▶ [WHAT TO WORK ON]: Write out every line of the material below, reproducing each one without alteration.

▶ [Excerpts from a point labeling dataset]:
■ ■ ■ ■

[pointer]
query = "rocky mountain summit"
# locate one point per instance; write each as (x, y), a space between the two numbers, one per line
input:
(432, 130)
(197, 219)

■ ■ ■ ■

▶ [SOLVED EXERCISE]:
[pointer]
query = "rocky mountain summit"
# locate one point per instance; write each as (x, y), a space between the two numbers, one per line
input:
(432, 130)
(197, 219)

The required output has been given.